SOURCE EXTRACT:
ADDITIONAL TERMS AND CONDITIONS APPLICABLE TO RENTALS:

  1. Rental Period. Rent begins when Equipment leaves the Company's property and ends when Equipment is returned to the Company's property in the condition required herein during normal business hours. Rental rates are based on Equipment being used 8 hours per day, 40 hours per week, and 160 hours per 28-day period. Use in excess of these amounts will be charged at an hourly rate equal to: 1/8th of the daily rate for daily rentals. 1/40th of the weekly rale for weekly rentals, 1/160th of the 28 day rate for 28 day rentals. In the event Company establishes a "Due In" time for Equipment and Customer does not return Equipment when due, Company may revert weekly and month rentals to the daily rental rate from the "Due In" time forward. Customer agrees that such increased rate is a reasonable estimate of the damages Company will sustain by Customer's failure to timely return the Equipment.
  2. Title. Title to Equipment is and at all times shall remain in Company. Customer will give Company immediate notice of any levy attempted upon Equipment, or if Equipment becomes liable to seizure, and will defend indemnify and hold harmless Company against all loss and damages caused by such action. Unless the Company and Customer have entered into a separate written Rent to Purchase Agreement, Customer has no option to purchase Equipment.
  3. Usage; Maintenance. Customer shall not permit Equipment to be used by any person or entity other than Customer. nor will Customer allow Equipment to be used at any location other than the location designated on the front of this Agreement. Unless instructed otherwise in writing by Company, Customer shall maintain Equipment in keeping with the recommendations of Equipment's manufacturer. Customer shall keep Equipment in clean, maintained, and good working order. On a daily basis and after each transportation of Equipment, Customer shall visually inspect Equipment for damage or defects and check tire air pressure, all fluid levels, and all points or lubrication. Customer shall immediately, at Customer's expense, correct any deficiencies noted during such inspection. Tire plugs are not permitted on Equipment. Customer shall not use Equipment for any illegal purposes or in an illegal manner or use Equipment for any purpose other than its intended purposes. Unless otherwise stated on the Rental Order, "intended purposes" do not include flood debris removal, stream channelization, or use in water, swampy conditions, or marine environments such as beaches. Customer shall ensure Equipment is operated in full compliance with all OSHA, MNSH and other applicable safety standards.

RECORD LIST:
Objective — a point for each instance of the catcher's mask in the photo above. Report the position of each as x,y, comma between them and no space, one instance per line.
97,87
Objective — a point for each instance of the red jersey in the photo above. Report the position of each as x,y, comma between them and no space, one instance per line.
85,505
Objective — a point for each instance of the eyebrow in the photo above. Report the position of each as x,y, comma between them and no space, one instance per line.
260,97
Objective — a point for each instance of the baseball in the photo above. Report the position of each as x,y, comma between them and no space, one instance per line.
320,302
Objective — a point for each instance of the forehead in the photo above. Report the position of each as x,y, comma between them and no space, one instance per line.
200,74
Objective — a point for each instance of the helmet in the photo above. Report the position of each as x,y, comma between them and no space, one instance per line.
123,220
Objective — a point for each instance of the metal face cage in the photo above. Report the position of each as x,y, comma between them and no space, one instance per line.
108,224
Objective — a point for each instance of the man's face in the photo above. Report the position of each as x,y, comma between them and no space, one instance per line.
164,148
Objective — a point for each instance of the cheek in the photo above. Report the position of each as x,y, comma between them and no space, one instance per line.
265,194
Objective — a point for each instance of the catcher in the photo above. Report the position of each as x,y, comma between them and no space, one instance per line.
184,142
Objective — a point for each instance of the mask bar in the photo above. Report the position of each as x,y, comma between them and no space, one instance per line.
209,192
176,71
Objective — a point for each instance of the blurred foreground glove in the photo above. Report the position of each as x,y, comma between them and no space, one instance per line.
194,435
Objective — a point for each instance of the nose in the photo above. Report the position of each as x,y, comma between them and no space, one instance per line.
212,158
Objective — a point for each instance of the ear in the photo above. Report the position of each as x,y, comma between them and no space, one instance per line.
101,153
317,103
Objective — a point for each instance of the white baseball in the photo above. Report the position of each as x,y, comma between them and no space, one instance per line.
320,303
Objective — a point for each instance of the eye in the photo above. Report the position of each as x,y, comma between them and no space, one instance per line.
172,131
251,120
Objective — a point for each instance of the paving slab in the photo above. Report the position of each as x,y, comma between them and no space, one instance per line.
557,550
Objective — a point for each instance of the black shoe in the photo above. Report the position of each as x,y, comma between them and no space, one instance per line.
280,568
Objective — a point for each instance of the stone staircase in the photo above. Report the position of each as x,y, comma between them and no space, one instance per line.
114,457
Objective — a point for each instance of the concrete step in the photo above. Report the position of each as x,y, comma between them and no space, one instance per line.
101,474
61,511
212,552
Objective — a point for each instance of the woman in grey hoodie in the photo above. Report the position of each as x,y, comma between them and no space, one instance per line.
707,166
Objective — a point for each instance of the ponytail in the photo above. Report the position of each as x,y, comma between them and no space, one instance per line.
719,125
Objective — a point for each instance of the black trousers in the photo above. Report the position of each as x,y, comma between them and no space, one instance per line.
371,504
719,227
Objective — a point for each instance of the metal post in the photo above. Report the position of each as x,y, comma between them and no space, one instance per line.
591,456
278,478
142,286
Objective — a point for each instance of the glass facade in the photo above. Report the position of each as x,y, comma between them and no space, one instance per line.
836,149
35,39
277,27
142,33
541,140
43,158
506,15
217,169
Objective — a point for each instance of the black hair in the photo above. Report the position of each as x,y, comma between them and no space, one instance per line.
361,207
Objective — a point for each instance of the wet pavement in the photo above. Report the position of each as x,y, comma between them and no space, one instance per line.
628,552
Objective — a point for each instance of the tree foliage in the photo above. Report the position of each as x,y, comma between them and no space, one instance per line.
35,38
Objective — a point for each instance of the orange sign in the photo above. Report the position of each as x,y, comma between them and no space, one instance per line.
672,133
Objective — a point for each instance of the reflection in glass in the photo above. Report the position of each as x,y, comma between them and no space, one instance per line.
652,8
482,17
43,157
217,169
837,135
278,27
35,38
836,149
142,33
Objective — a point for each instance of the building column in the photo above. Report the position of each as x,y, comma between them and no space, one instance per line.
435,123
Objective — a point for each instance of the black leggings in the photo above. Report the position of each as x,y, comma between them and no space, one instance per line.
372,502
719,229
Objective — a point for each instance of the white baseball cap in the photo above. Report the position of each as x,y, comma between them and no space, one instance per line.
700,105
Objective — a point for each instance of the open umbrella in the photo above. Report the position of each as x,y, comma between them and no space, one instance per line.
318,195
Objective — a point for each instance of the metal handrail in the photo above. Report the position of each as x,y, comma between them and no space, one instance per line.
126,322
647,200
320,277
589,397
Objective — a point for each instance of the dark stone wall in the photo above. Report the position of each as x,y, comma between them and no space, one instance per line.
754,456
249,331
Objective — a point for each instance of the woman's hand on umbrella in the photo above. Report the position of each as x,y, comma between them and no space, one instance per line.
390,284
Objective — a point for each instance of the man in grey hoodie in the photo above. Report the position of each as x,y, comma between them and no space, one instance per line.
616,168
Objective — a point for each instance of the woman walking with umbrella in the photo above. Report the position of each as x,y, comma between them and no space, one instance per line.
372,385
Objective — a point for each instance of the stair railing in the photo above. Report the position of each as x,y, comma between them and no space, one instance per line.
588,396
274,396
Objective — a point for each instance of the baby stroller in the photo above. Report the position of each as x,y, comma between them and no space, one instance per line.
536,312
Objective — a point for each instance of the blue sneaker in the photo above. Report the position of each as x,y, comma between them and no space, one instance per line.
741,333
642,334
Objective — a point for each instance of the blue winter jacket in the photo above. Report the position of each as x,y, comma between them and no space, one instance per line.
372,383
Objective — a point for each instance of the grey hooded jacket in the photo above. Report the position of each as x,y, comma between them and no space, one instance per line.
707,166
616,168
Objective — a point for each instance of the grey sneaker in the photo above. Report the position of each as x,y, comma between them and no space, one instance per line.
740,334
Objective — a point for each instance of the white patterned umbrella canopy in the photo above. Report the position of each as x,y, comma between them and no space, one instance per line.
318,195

TASK A:
Answer these questions using the rental terms:
(i) How many hours per day of use are rental rates based on?
(ii) In whom does title to the Equipment remain?
(iii) Are tire plugs permitted on the Equipment?
TASK B:
Return every line of the records that contains the string "umbrella", treating uppercase and lowercase letters as different.
The records are unrelated to the text.

EXPECTED OUTPUT A:
(i) 8 hours per day
(ii) In the Company
(iii) No, tire plugs are not permitted.

EXPECTED OUTPUT B:
Objective — a point for each instance of the open umbrella in the photo above. Report the position of each as x,y, comma between them and no space, one instance per line.
Objective — a point for each instance of the woman's hand on umbrella in the photo above. Report the position of each as x,y, comma between them and no space, one instance per line.
Objective — a point for each instance of the woman walking with umbrella in the photo above. Report the position of each as x,y, comma between them and no space, one instance per line.
Objective — a point for each instance of the white patterned umbrella canopy in the photo above. Report the position of each as x,y, comma between them and no space, one instance per line.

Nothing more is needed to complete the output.